§ **Source**:
Jdbc input plugin and rebuilding elasticsearch index?


(Joshua P) #1

Is there a way to use the clean_run parameter in the jdbc input plugin to rebuild an index once a day while still doing periodic updates throughout the day to the same index? Using clean_run doesn't seem to work the way I expected it to in that it seems to reset the sql_last_start variable for the entire file, instead of per jdbc input. This is my logstash.conf file:

The idea was to have the rebuild run during the 6-7 hour and updates going on any other hours. But logstash is pulling the entire data set instead of a diff based on modified date. I'm using :sql_last_run in my query.

input {

  # Rebuild Property Index Data
  jdbc {
    jdbc_driver_library => "sqljdbc42.jar"
    jdbc_driver_class => "com.microsoft.sqlserver.jdbc.SQLServerDriver"
    jdbc_connection_string => "jdbc:sqlserver://127.0.0.1;databaseName=db"
    jdbc_user => "user"
		jdbc_password => "pass"
    statement_filepath => "propertyQuery.sql"
    type => "rcaproperty"
    clean_run => true
    # run rebuild at 6:00am every day.
    schedule => "0 09 * * *"
  }
	# Update Property Index Data
	jdbc {
		jdbc_driver_library => "/sqljdbc42.jar"
		jdbc_driver_class => "com.microsoft.sqlserver.jdbc.SQLServerDriver"
		jdbc_connection_string => "jdbc:sqlserver://127.0.0.1;databaseName=db"
    jdbc_user => "user"
		jdbc_password => "pass"
		statement_filepath => "propertyQuery.sql"
		type => "rcaproperty"
		# update every ten minutes.
		schedule => "*/10 0-8,10-23 * * *"

§ **Required tasks**:
A. In the forum post about the jdbc input plugin, which variable does clean_run seem to reset for the entire file instead of per jdbc input?
B. Pick up the forum post about the jdbc input plugin at the point where it stops and carry it on.

§ **Supplied information**:
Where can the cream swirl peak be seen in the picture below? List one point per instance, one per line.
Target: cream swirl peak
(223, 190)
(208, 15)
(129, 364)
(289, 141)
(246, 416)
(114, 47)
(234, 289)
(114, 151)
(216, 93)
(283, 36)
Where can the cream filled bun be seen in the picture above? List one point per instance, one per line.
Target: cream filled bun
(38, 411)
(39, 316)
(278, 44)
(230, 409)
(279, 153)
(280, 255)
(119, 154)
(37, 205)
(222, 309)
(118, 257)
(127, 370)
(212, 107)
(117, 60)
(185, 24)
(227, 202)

§ **Task-by-task outputs**:
A. The sql_last_start variable.

B.
	}
}

filter {
	# Property Index handling
	if [type] == "rcaproperty" {
		mutate {
			split => { "altaddresses" => "|"}
		}

		mutate {
			strip => ["altaddresses"]
		}

		if [lat_dbl] {
			if [lon_dbl] {
				mutate {
					add_field => { "geocode" => "%{lat_dbl},%{lon_dbl}"}
				}
			}
		}
	}
}

output {
	# Property Index Handling
	if [type] == "rcaproperty" {
		elasticsearch {
			hosts => ["localhost:9200"]
			document_id => "%{property_id}"
			index => "rcasearchindex_dev_%{+YYYY.MM.dd}"
			template_name => "rcasearchindex_template"
		}
	}
}

(Aaron Mildenstein) #2

If you have multiple jdbc input blocks, you should have a separate metadata file for each:

input {
  jdbc {
    # ...my config options...
    # Path to file with last run time
    last_run_metadata_path => "/path/to/metadata/file1"
    # ...more config options...
  }
  jdbc {
    # ...my other config options...
    # Path to file with last run time
    last_run_metadata_path => "/path/to/metadata/file2"
    # ...more config options...
  }
}

The default storage place is: #{ENV['HOME']}/.logstash_jdbc_last_run, so they're colliding.


(Joshua P) #3

Thank you! That's exactly what I needed.

I missed the last_run_meta_data option. Solved my problem.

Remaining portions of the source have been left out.